Rewrite the entries below, substituting "single point" for each occurrence of "single dot" and leaving everything else unchanged.

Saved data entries
================

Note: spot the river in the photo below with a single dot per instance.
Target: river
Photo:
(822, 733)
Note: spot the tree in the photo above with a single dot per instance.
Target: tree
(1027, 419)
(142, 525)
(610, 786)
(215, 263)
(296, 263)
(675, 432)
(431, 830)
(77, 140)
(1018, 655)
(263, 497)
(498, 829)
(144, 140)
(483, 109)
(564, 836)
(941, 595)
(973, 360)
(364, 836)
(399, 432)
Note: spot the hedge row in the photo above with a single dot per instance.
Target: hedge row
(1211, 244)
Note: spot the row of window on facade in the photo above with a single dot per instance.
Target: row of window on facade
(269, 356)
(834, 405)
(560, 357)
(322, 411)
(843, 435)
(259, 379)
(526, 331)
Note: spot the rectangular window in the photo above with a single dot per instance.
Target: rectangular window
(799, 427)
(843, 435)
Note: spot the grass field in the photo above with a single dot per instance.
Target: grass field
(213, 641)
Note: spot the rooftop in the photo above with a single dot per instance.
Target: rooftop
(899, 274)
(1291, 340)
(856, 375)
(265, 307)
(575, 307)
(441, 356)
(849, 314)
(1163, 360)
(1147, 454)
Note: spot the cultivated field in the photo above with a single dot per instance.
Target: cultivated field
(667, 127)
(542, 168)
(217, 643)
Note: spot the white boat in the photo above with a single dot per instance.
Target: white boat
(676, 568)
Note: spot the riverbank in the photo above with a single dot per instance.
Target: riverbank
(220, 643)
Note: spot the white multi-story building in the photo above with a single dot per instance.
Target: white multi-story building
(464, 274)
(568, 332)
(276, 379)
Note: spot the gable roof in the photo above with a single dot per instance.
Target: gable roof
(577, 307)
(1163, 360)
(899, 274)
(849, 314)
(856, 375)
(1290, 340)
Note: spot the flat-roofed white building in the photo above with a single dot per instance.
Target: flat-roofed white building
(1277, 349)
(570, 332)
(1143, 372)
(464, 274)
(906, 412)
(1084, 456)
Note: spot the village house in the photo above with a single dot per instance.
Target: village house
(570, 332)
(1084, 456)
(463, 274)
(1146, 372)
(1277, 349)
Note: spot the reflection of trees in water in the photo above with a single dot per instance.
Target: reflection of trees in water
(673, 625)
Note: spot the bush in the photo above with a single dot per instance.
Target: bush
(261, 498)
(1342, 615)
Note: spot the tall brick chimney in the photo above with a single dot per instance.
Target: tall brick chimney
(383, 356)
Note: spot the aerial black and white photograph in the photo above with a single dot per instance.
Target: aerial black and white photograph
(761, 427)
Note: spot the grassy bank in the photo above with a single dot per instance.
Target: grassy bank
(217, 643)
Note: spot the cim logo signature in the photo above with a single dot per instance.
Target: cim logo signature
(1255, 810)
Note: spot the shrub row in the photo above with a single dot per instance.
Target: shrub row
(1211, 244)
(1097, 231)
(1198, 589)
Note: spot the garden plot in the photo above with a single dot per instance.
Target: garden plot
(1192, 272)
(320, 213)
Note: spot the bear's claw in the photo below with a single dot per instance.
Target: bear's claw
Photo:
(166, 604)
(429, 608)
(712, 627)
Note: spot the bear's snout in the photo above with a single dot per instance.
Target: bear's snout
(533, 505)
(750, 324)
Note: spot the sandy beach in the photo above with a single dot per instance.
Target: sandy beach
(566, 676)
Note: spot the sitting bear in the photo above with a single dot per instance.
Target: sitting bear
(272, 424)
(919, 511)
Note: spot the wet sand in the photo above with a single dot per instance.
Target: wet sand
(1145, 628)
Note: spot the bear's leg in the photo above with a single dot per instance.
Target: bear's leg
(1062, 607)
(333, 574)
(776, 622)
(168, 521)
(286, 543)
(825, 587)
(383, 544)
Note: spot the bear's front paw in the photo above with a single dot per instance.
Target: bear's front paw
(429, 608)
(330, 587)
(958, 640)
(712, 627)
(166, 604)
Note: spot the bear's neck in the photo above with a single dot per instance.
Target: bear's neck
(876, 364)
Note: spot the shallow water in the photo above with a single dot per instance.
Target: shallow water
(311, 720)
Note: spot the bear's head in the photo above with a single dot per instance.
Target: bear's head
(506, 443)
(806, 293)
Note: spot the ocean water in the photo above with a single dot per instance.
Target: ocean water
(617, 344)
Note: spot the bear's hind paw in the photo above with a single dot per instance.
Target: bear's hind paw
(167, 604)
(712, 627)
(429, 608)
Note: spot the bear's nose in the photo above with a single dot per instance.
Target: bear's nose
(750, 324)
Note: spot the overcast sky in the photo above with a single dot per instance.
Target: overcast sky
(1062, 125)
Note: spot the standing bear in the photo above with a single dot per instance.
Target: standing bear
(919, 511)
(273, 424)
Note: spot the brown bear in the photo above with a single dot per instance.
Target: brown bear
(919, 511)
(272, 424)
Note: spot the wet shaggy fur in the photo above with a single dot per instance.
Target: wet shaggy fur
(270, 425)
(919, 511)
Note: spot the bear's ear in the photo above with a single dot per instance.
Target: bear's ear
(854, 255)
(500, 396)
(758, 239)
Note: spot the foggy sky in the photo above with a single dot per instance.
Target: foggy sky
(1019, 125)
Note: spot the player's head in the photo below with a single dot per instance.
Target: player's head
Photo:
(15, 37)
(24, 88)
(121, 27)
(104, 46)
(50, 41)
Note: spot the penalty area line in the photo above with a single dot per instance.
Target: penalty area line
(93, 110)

================

**WRITTEN ANSWER:**
Note: spot the river in the photo below with a single point per instance.
Target: river
Photo:
(822, 733)
Note: spot the tree in the photo above with a single point per instance.
Target: tree
(1027, 419)
(142, 525)
(610, 786)
(215, 263)
(296, 263)
(675, 432)
(431, 830)
(77, 140)
(1018, 655)
(263, 497)
(498, 829)
(144, 140)
(483, 109)
(564, 836)
(941, 595)
(973, 360)
(364, 836)
(399, 432)
Note: spot the hedge row in the photo above with a single point per instance.
Target: hedge row
(1211, 244)
Note: spot the row of window on facade in the photo above with a single point per instance.
Target: row of window on facade
(269, 356)
(834, 405)
(560, 357)
(322, 411)
(843, 435)
(259, 379)
(526, 331)
Note: spot the rectangular window in the photo above with a single point per instance.
Target: rectangular window
(799, 427)
(843, 435)
Note: spot the grass field in the photo above with a single point per instance.
Target: grass field
(213, 641)
Note: spot the rooftop in the photo above with a single point per instance.
Target: rooftop
(899, 274)
(1291, 340)
(856, 375)
(265, 307)
(575, 307)
(441, 356)
(849, 314)
(1163, 360)
(1147, 454)
Note: spot the cultivated field in the photo above with a single point per instance.
Target: cultivated field
(667, 127)
(542, 168)
(217, 643)
Note: spot the white boat in the photo above with a single point per instance.
Target: white boat
(676, 568)
Note: spot the riverbank in the photo above with a single point per instance.
Target: riverbank
(220, 643)
Note: spot the white multi-story building in the photo above with a single point per instance.
Target: white multi-story building
(464, 274)
(568, 332)
(276, 379)
Note: spot the gable roof in the photo above with a single point per instance.
Target: gable roof
(577, 307)
(1163, 360)
(899, 274)
(849, 314)
(856, 375)
(1290, 340)
Note: spot the flat-roofed white building in the photo above with a single point per instance.
Target: flat-roofed white building
(1277, 349)
(570, 332)
(1143, 372)
(464, 274)
(906, 412)
(1084, 456)
Note: spot the village house in the photo above with a single point per instance.
Target: village house
(570, 332)
(1084, 456)
(463, 274)
(1146, 372)
(1277, 349)
Note: spot the reflection of trees in water in the photo above with a single point per instance.
Target: reflection of trees in water
(673, 625)
Note: spot the bush in the photo above with a single point per instance.
Target: bush
(261, 498)
(1342, 615)
Note: spot the tall brick chimney in the photo above with a single point per instance.
Target: tall brick chimney
(383, 356)
Note: spot the aerial black and white photograph in the photo above with a single point per instance.
Target: aerial black and white photograph
(761, 427)
Note: spot the grassy bank in the photo above with a single point per instance.
Target: grassy bank
(217, 643)
Note: spot the cim logo signature in the photo above with a single point per instance.
Target: cim logo signature
(1255, 810)
Note: spot the shrub row in the photo above with a single point per instance.
Target: shrub row
(1211, 244)
(1097, 231)
(1198, 589)
Note: spot the garden plot in the photo above with a single point per instance.
Target: garden plot
(1192, 272)
(320, 213)
Note: spot the bear's claw in the photo below with a single point per instance.
Target: bear's claw
Photo:
(166, 604)
(429, 608)
(712, 627)
Note: spot the bear's snout in the photo above with a single point per instance.
Target: bear's snout
(533, 505)
(750, 324)
Note: spot the sandy beach in the photo above with a single point per instance.
Target: sandy beach
(566, 676)
Note: spot the sitting bear in the photo above with a single point per instance.
Target: sitting bear
(272, 424)
(919, 511)
Note: spot the wet sand in the photo above with a single point per instance.
Target: wet sand
(1145, 628)
Note: spot the bear's leg in the photo above with a single point per instance.
Target: bear's leg
(1062, 607)
(333, 574)
(776, 622)
(168, 521)
(286, 543)
(825, 587)
(383, 544)
Note: spot the bear's front paw in the photo above with a single point per instance.
Target: bear's front paw
(429, 608)
(330, 587)
(958, 640)
(712, 627)
(166, 604)
Note: spot the bear's neck in the photo above with a single point per instance.
Target: bear's neck
(876, 364)
Note: spot the shallow water in the photo above with a single point per instance.
Target: shallow water
(311, 720)
Note: spot the bear's head in the photo above with a single point per instance.
Target: bear's head
(506, 443)
(806, 293)
Note: spot the ocean water in the photo above with a single point per instance.
Target: ocean water
(617, 344)
Note: spot the bear's hind paw in the photo above with a single point per instance.
Target: bear's hind paw
(167, 604)
(712, 627)
(429, 608)
Note: spot the bear's nose in the photo above with a single point per instance.
Target: bear's nose
(750, 324)
Note: spot the overcast sky in the photo above with a single point per instance.
Target: overcast sky
(1062, 125)
Note: spot the standing bear in the photo above with a single point per instance.
Target: standing bear
(919, 511)
(273, 424)
Note: spot the brown bear in the photo above with a single point per instance.
Target: brown bear
(919, 511)
(272, 424)
Note: spot the wet shaggy fur in the photo above with a single point per instance.
Target: wet shaggy fur
(270, 425)
(919, 511)
Note: spot the bear's ear in the photo above with a single point per instance.
Target: bear's ear
(854, 255)
(500, 396)
(758, 239)
Note: spot the foggy sky in the photo above with a single point per instance.
Target: foggy sky
(1019, 125)
Note: spot the player's head in the photo below with a single point per instance.
Target: player's head
Photo:
(15, 37)
(24, 88)
(121, 27)
(104, 46)
(50, 41)
Note: spot the penalty area line in the photo above with a single point per instance.
Target: penalty area line
(93, 110)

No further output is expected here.